Arrange the lines below as a Markdown table with two columns, "Row" for the row number and "Line" for the line itself. Include every line and leave out any blank lines.

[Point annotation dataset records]
^^^^^^^^^^^^^^^^

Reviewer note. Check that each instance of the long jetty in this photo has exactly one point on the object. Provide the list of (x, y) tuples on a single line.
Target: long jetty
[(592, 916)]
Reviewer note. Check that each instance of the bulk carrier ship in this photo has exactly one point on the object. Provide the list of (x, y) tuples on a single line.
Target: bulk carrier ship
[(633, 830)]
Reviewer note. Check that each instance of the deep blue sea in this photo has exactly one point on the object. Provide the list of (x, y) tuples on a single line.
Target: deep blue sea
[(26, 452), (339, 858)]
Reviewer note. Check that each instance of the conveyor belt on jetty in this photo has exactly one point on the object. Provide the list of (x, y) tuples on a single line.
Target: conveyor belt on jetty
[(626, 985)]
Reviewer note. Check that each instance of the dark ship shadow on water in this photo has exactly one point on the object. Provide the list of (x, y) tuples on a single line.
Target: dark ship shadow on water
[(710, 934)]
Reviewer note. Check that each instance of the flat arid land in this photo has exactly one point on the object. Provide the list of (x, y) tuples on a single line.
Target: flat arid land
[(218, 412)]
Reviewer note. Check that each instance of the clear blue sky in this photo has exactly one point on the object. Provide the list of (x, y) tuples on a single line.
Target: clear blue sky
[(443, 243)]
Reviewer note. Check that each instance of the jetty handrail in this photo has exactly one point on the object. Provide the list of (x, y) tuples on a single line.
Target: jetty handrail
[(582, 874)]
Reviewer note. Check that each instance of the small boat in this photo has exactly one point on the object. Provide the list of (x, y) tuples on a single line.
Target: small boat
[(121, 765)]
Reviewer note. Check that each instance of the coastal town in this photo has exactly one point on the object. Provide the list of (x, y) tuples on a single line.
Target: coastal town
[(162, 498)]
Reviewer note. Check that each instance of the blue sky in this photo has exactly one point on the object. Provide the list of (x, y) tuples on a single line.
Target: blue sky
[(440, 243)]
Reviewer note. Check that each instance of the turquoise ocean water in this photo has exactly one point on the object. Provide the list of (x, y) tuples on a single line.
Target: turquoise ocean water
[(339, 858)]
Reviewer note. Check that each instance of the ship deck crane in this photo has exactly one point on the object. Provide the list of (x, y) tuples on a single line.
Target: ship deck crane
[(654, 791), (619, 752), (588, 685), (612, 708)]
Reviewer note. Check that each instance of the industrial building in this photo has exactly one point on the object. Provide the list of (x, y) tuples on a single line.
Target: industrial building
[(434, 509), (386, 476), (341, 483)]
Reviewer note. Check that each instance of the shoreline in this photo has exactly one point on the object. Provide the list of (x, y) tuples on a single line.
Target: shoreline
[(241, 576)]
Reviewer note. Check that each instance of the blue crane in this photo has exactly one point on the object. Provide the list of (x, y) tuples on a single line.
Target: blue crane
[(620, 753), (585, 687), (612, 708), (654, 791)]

^^^^^^^^^^^^^^^^

- _Answer for the task_:
| Row | Line |
|---|---|
| 1 | Reviewer note. Check that each instance of the long jetty in this photo has exactly one point on the object. Provide the list of (x, y) tuples on a single line. |
| 2 | Target: long jetty |
| 3 | [(592, 916)] |
| 4 | Reviewer note. Check that each instance of the bulk carrier ship in this photo has exactly one point on the object. Provide the list of (x, y) tuples on a single line. |
| 5 | Target: bulk carrier ship |
| 6 | [(633, 830)] |
| 7 | Reviewer note. Check that each instance of the deep blue sea in this photo has exactly one point on the object. Provide the list of (x, y) tuples on a single line. |
| 8 | Target: deep blue sea |
| 9 | [(26, 452), (339, 858)] |
| 10 | Reviewer note. Check that each instance of the conveyor belt on jetty in this photo has exactly one point on the object. Provide the list of (x, y) tuples on a single line. |
| 11 | Target: conveyor belt on jetty |
| 12 | [(626, 985)] |
| 13 | Reviewer note. Check that each instance of the dark ship shadow on water in this photo has exactly one point on the object. Provide the list of (x, y) tuples on a single line. |
| 14 | Target: dark ship shadow on water |
| 15 | [(710, 934)] |
| 16 | Reviewer note. Check that each instance of the flat arid land in this photo has exactly one point on the object. Provide the list of (x, y) tuples on a single line. |
| 17 | Target: flat arid land |
| 18 | [(218, 412)] |
| 19 | Reviewer note. Check that each instance of the clear blue sky in this photo has exactly one point on the object. Provide the list of (x, y) tuples on a single line. |
| 20 | Target: clear blue sky |
| 21 | [(443, 243)] |
| 22 | Reviewer note. Check that each instance of the jetty handrail in this photo has exactly one point on the object. Provide the list of (x, y) tuples on a single line. |
| 23 | Target: jetty handrail |
| 24 | [(582, 874)] |
| 25 | Reviewer note. Check that each instance of the small boat in this photo has exactly one point on the object. Provide the list of (x, y) tuples on a single line. |
| 26 | Target: small boat |
| 27 | [(121, 765)] |
| 28 | Reviewer note. Check that each instance of the coastal town in this photo has exactly one point on the object. Provide the list of (x, y) tuples on a single line. |
| 29 | Target: coastal town |
| 30 | [(162, 498)] |
| 31 | Reviewer note. Check that each instance of the blue sky in this photo has exactly one point on the object. Provide the list of (x, y) tuples on a single line. |
| 32 | Target: blue sky |
| 33 | [(440, 243)] |
| 34 | Reviewer note. Check that each instance of the turquoise ocean water in this photo has exactly one point on the object. Provide the list of (x, y) tuples on a single line. |
| 35 | Target: turquoise ocean water |
| 36 | [(339, 858)] |
| 37 | Reviewer note. Check that each instance of the ship deck crane in this photo has exactly one point on the object. Provide the list of (x, y) tuples on a single line. |
| 38 | Target: ship deck crane |
| 39 | [(654, 791), (619, 752), (588, 685), (612, 708)] |
| 40 | Reviewer note. Check that each instance of the industrial building in this photo has exactly one point on the object. Provide the list of (x, y) tuples on a single line. |
| 41 | Target: industrial building |
| 42 | [(434, 509), (386, 476), (341, 483)] |
| 43 | Reviewer note. Check that each instance of the shoreline in this photo has exactly one point on the object. Provide the list of (x, y) tuples on a single line. |
| 44 | Target: shoreline |
| 45 | [(241, 576)] |
| 46 | Reviewer note. Check that each instance of the blue crane in this photo has exactly one point on the object. Provide the list of (x, y) tuples on a single line. |
| 47 | Target: blue crane |
| 48 | [(620, 753), (585, 687), (612, 708), (654, 791)] |